INFORMATION PROVIDED below:
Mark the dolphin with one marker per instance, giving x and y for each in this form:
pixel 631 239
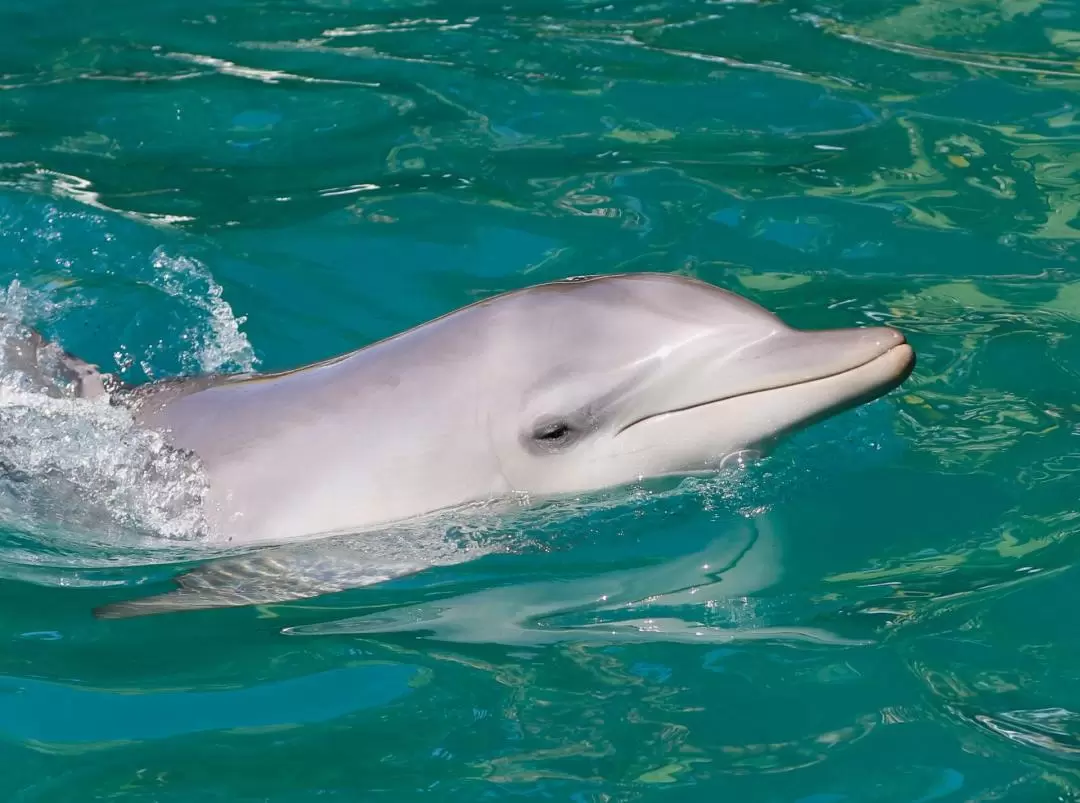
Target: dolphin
pixel 558 389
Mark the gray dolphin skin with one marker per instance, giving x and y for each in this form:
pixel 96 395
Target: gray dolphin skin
pixel 558 389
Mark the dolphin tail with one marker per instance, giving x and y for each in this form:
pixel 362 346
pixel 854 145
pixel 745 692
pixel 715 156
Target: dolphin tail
pixel 44 367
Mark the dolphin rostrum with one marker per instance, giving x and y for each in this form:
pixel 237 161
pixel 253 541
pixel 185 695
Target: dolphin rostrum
pixel 557 389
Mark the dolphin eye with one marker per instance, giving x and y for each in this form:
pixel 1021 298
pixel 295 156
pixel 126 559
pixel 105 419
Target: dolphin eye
pixel 553 432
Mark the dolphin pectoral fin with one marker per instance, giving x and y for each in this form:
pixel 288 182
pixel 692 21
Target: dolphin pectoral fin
pixel 273 576
pixel 46 368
End of INFORMATION PROVIDED.
EXERCISE DIRECTIONS. From the data above, output exactly the lines between the one containing "Target: gray dolphin skin" and the one containing "pixel 692 21", counting both of them.

SOLUTION TO THE PROBLEM.
Target: gray dolphin skin
pixel 558 389
Mark the dolphin tail with one marker per instance, giving x and y for each in this form:
pixel 362 346
pixel 854 145
pixel 745 692
pixel 715 156
Target: dolphin tail
pixel 44 367
Mark the dolphin rostrum with one marker per instance, giving x and y for each in this form:
pixel 237 161
pixel 253 541
pixel 185 695
Target: dolphin rostrum
pixel 557 389
Mark the dolphin eye with one marker per instance, giving x and y for each in this form:
pixel 1021 298
pixel 295 156
pixel 126 559
pixel 105 419
Target: dolphin eye
pixel 553 432
Mark the dolphin pectoral fin with one marker per instance, giving x and y for each in this form:
pixel 288 182
pixel 692 21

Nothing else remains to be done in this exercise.